Exercise prompt:
List every line of the records that contains the word "wooden".

##### Entries provided

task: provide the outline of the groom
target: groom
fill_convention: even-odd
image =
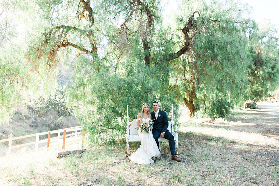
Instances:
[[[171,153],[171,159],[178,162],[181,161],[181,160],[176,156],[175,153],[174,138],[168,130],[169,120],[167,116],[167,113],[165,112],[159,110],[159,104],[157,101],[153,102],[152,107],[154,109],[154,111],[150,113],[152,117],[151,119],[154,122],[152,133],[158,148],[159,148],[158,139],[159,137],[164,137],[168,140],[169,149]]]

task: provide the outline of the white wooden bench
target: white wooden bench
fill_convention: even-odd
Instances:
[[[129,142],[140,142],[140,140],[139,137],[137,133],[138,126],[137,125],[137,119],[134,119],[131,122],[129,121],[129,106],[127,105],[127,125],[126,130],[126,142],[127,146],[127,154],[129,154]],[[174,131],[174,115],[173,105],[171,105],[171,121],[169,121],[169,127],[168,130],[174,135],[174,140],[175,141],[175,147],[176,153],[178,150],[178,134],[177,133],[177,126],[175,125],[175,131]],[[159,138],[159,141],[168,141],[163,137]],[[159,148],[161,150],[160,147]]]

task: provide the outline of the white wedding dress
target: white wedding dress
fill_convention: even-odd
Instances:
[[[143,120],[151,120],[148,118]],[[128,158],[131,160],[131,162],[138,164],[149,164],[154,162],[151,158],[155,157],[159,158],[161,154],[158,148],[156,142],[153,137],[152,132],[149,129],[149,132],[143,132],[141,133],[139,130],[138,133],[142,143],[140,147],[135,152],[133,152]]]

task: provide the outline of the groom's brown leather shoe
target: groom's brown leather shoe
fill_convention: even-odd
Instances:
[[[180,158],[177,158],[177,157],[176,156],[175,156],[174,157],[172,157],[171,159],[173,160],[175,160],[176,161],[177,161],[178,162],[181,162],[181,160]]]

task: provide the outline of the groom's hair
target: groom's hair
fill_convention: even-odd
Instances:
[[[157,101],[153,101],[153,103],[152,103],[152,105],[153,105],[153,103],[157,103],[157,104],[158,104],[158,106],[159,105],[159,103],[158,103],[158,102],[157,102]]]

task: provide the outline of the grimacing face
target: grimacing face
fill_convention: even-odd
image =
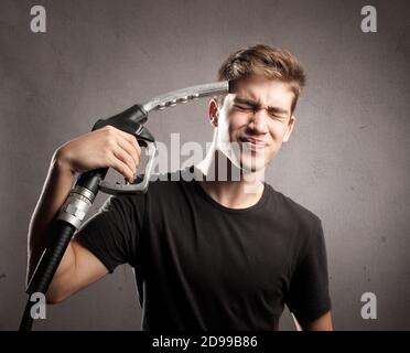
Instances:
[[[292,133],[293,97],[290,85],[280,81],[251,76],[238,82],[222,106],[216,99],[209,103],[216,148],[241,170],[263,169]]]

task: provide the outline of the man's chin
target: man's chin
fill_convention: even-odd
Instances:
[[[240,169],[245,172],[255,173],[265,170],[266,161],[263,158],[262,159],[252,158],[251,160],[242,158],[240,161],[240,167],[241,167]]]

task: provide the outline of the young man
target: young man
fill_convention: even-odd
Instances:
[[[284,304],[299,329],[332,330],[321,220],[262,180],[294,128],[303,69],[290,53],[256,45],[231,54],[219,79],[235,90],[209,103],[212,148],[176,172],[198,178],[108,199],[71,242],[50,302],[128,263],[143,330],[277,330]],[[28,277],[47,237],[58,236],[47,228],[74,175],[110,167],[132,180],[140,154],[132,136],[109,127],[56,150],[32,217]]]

##########
##### Entries provided

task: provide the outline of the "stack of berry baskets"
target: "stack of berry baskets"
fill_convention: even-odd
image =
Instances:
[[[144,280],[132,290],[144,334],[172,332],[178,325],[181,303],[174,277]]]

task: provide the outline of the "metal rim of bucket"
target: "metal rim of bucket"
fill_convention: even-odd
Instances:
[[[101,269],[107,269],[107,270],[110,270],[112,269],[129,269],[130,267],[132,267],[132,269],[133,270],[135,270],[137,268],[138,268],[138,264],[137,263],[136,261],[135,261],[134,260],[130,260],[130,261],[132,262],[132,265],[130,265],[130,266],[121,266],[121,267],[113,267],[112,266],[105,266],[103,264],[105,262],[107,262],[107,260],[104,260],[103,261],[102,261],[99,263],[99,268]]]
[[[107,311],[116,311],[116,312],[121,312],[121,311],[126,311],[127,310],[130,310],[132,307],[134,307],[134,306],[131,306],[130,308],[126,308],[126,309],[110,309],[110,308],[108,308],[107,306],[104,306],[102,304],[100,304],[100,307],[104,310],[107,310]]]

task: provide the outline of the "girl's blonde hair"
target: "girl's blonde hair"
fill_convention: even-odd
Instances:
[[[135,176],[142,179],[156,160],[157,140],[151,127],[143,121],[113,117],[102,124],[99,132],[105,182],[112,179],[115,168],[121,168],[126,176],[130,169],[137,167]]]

##########

Response to the exercise:
task: provide the outline of the white wooden bench
target: white wooden bench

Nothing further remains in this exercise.